Entries taken from a collection
○ ○ ○

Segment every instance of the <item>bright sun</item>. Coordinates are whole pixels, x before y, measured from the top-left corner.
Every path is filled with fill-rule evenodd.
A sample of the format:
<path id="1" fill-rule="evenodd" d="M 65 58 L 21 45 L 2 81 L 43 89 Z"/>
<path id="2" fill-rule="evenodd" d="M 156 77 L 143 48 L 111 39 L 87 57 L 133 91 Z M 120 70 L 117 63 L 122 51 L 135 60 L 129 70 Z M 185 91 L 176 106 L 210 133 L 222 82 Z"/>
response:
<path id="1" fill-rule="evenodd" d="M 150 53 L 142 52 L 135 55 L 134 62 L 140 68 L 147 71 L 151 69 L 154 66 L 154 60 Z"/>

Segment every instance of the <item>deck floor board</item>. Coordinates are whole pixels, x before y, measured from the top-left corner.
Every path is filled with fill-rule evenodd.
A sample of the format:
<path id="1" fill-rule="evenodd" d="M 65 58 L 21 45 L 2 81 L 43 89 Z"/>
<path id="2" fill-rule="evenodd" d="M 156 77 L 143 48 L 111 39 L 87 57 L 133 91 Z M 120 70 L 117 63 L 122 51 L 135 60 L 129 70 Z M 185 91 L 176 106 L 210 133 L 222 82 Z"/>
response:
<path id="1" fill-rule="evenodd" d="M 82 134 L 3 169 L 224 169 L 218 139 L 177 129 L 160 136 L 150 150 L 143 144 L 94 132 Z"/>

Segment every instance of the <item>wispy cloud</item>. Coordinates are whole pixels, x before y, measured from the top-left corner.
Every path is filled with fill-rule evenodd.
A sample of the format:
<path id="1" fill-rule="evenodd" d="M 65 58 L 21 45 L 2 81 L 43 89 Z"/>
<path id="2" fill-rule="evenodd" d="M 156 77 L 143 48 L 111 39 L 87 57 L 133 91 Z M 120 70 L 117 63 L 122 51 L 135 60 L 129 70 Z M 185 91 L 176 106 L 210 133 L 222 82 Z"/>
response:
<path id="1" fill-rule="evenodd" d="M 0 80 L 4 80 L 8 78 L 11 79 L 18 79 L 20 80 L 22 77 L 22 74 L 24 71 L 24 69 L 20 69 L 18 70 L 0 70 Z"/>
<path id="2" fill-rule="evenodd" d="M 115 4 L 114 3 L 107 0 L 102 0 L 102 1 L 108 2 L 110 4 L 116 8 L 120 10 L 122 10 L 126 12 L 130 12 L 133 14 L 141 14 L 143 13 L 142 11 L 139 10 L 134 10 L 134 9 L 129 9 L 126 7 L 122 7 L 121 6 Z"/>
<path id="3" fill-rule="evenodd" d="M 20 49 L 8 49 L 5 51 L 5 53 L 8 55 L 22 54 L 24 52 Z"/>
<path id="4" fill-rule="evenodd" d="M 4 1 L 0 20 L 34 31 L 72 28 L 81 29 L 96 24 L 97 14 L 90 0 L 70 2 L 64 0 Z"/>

○ ○ ○

● WHAT IS NEEDED
Transcribe every record above exactly as it appears.

● EXERCISE ANSWER
Segment every instance of the <item>bright sun</item>. Coordinates are whole pixels, x before y, measured from the top-left corner.
Every path is filled with fill-rule evenodd.
A sample of the format:
<path id="1" fill-rule="evenodd" d="M 65 58 L 21 45 L 2 81 L 43 89 Z"/>
<path id="2" fill-rule="evenodd" d="M 156 77 L 143 48 L 111 39 L 87 57 L 133 91 Z M 120 70 L 117 63 L 122 51 L 135 60 L 129 70 Z M 185 91 L 176 106 L 210 133 L 222 82 Z"/>
response:
<path id="1" fill-rule="evenodd" d="M 150 53 L 142 52 L 135 55 L 134 62 L 140 68 L 147 71 L 151 69 L 154 66 L 154 60 Z"/>

Segment every instance of the <item>deck floor board</item>. Coordinates are whole pixels, x before y, measured from the top-left corner.
Every path is filled with fill-rule evenodd.
A sample of the format:
<path id="1" fill-rule="evenodd" d="M 65 58 L 21 45 L 2 81 L 43 89 Z"/>
<path id="2" fill-rule="evenodd" d="M 156 77 L 143 48 L 111 39 L 87 57 L 133 91 Z M 120 70 L 117 63 L 122 51 L 135 60 L 129 70 Z M 185 91 L 176 106 L 210 133 L 222 82 Z"/>
response:
<path id="1" fill-rule="evenodd" d="M 82 134 L 3 169 L 224 169 L 218 139 L 177 129 L 160 136 L 150 150 L 143 144 L 94 132 Z"/>

Segment every instance of the <item>wispy cloud</item>. Coordinates are whole pixels, x before y, measured from the top-left corner.
Every path is filled with fill-rule evenodd.
A sample of the format:
<path id="1" fill-rule="evenodd" d="M 65 58 L 21 45 L 2 81 L 43 89 Z"/>
<path id="2" fill-rule="evenodd" d="M 156 77 L 143 48 L 111 39 L 87 57 L 133 91 Z M 120 70 L 117 63 L 122 51 L 135 60 L 129 70 Z M 185 91 L 176 106 L 210 133 L 222 82 Z"/>
response:
<path id="1" fill-rule="evenodd" d="M 0 80 L 4 80 L 8 78 L 11 79 L 18 79 L 20 80 L 22 77 L 22 74 L 24 71 L 24 69 L 20 69 L 18 70 L 0 70 Z"/>
<path id="2" fill-rule="evenodd" d="M 115 4 L 114 3 L 107 0 L 102 0 L 102 1 L 108 2 L 110 4 L 116 8 L 120 10 L 122 10 L 126 12 L 130 12 L 133 14 L 141 14 L 143 13 L 142 11 L 139 10 L 134 10 L 134 9 L 129 9 L 126 7 L 122 7 L 121 6 Z"/>
<path id="3" fill-rule="evenodd" d="M 20 49 L 8 49 L 5 51 L 5 53 L 8 55 L 22 54 L 24 52 Z"/>
<path id="4" fill-rule="evenodd" d="M 4 1 L 0 20 L 34 31 L 72 28 L 81 29 L 96 24 L 97 14 L 90 0 L 70 2 L 64 0 Z"/>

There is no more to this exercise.